■ DETALHES DO PROBLEMA:
Copie literalmente o trecho do texto sobre as aves nas avenidas que começa nas palavras "É isso mesmo, nas" e termina após "decorrem dessa disputa.".

■ TEXTO FORNECIDO:
::::

Você conhece nossos amigos que moram nas avenidas 9 de Julho, Presidente Vargas e Independência?

Quando passamos nessas avenidas, especialmente lá pelas 18 horas, vemos e principalmente ouvimos um enorme grupo de aves, cantando, voando em grupos numerosos, fazendo sua farra, mas afinal porque será que esses animais estão lá? Praticamente no meio da cidade, não seria mais adequado para elas estarem voando nas matas próximas da nossa cidade?

Então… essa é uma situação bem complexa, não é tão simples assim.

Esses e outros animais precisam de um conjunto de condições que deve atender às suas necessidades básicas, como: alimento, abrigo, espaço para interações sociais etc. É exatamente o que nós também precisamos. Você não tem sua casa, o supermercado onde faz suas compras, o clube ou academia onde temos nossas interações sociais? Para diversas espécies ocorre o mesmo, por exemplo, elas necessitam de locais protegidos, condição que não encontram nas nossas matas próximas.

Alguém deve estar perguntando (e com toda razão) neste momento: “Que matas?”.

É isso mesmo, nas nossas proximidades são raras as áreas adequadas para eles. Vamos transformando todo e qualquer espaço em recurso para nossas necessidades específicas. Causando uma série de conflitos com esses animais. Essas espécies irão procurar e tentar utilizar o que for mais próximo do recurso necessário. Por isso o elevado número desses animais nas principais avenidas da nossa cidade. Para se ter ideia dos problemas que surgem a partir desses conflitos: 75 % das doenças humanas emergentes decorrem dessa disputa.

Dos seis continentes existentes, é justamente o nosso, a América, e em particular a do Sul, o local com a maior falta de estudos sobre a vida selvagem em áreas urbanas. Não precisamos nos deslocar muito para perceber que a taxa de urbanização de nossa cidade vem crescendo rapidamente, são condomínios, avenidas e loteamentos que brotam rapidamente, e com isso, vamos ocupando os locais que essas espécies dividem conosco. Porém, quando realizamos esse tipo de ocupação, transformamos de tal modo as condições do ambiente, e sempre em nosso benefício, sendo que as demais espécies são profundamente prejudicadas ou mesmo aniquiladas.

Então não devemos mais construir casas? Não, não precisamos radicalizar!

::::

■ MATERIAL DE ESTUDO:

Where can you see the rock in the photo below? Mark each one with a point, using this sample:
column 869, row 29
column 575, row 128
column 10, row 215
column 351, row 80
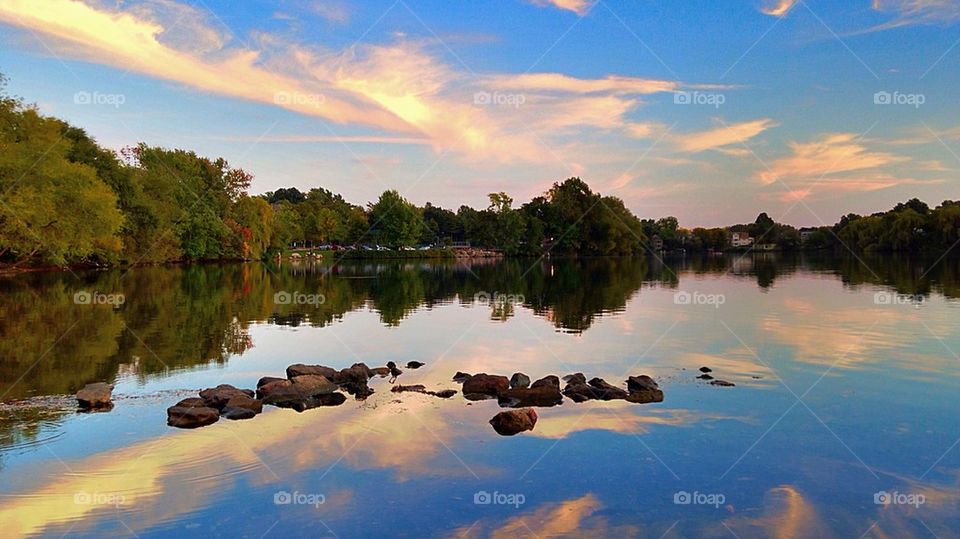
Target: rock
column 486, row 384
column 607, row 391
column 266, row 380
column 645, row 396
column 300, row 369
column 191, row 417
column 543, row 395
column 641, row 383
column 96, row 395
column 547, row 381
column 245, row 402
column 512, row 422
column 217, row 397
column 519, row 380
column 303, row 392
column 237, row 413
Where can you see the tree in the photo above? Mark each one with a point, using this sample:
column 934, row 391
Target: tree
column 397, row 223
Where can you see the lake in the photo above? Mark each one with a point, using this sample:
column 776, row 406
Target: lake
column 842, row 422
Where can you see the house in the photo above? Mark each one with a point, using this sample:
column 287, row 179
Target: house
column 656, row 243
column 741, row 239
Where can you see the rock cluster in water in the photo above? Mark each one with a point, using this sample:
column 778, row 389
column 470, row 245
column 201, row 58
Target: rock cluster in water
column 312, row 386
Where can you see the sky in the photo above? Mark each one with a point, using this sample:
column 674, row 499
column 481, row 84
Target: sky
column 708, row 111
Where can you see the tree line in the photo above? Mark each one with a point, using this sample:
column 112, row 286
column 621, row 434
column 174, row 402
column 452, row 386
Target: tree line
column 64, row 199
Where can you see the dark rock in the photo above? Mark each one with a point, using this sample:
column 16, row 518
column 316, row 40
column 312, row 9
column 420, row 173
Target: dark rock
column 607, row 391
column 266, row 380
column 245, row 402
column 645, row 396
column 543, row 395
column 547, row 381
column 519, row 380
column 486, row 384
column 237, row 413
column 191, row 417
column 641, row 383
column 217, row 397
column 96, row 395
column 512, row 422
column 300, row 369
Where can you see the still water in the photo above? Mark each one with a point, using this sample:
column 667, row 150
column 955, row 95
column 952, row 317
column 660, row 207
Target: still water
column 843, row 421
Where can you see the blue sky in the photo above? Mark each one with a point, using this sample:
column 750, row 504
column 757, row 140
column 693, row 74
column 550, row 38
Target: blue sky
column 705, row 110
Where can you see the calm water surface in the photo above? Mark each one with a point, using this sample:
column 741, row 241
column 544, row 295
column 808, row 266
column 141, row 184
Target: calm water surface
column 846, row 380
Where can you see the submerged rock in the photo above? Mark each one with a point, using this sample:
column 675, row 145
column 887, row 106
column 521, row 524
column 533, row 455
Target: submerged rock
column 543, row 395
column 188, row 414
column 217, row 397
column 97, row 395
column 641, row 383
column 300, row 369
column 485, row 384
column 607, row 391
column 519, row 380
column 513, row 422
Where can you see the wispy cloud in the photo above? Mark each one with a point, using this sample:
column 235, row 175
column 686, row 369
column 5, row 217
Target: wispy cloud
column 580, row 7
column 725, row 135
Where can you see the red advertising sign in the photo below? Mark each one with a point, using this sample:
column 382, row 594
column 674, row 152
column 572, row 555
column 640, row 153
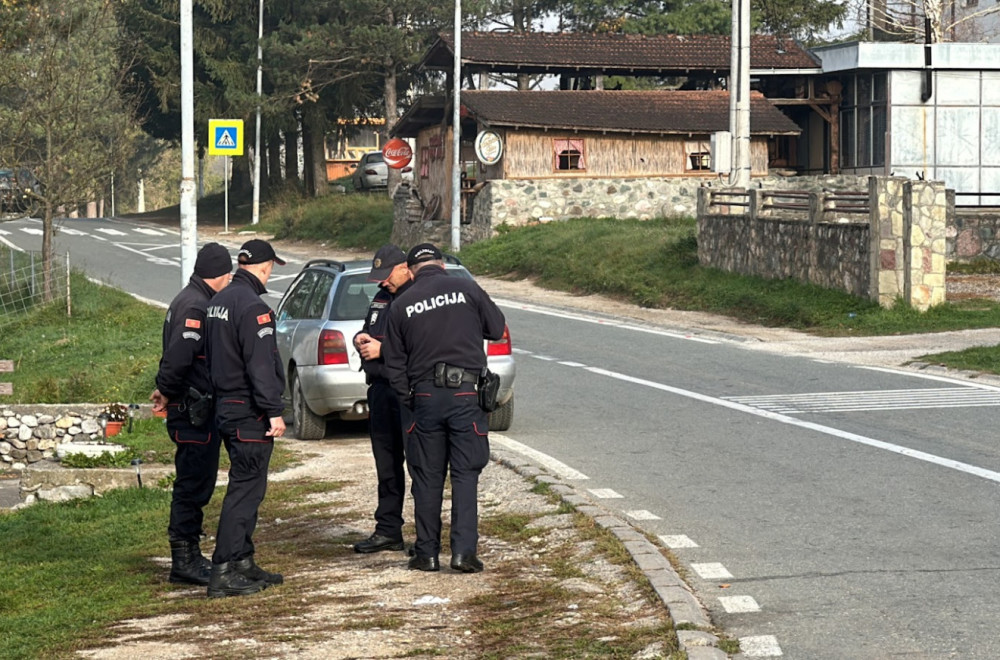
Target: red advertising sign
column 397, row 153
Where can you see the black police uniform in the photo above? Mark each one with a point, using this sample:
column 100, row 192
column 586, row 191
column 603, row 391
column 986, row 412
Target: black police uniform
column 385, row 423
column 183, row 366
column 248, row 381
column 442, row 319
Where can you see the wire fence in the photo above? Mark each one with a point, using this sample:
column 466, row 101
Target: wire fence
column 23, row 284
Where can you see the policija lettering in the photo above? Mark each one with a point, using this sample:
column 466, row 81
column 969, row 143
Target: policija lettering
column 434, row 303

::::

■ SOLUÇÃO DA TAREFA:
É isso mesmo, nas nossas proximidades são raras as áreas adequadas para eles. Vamos transformando todo e qualquer espaço em recurso para nossas necessidades específicas. Causando uma série de conflitos com esses animais. Essas espécies irão procurar e tentar utilizar o que for mais próximo do recurso necessário. Por isso o elevado número desses animais nas principais avenidas da nossa cidade. Para se ter ideia dos problemas que surgem a partir desses conflitos: 75 % das doenças humanas emergentes decorrem dessa disputa.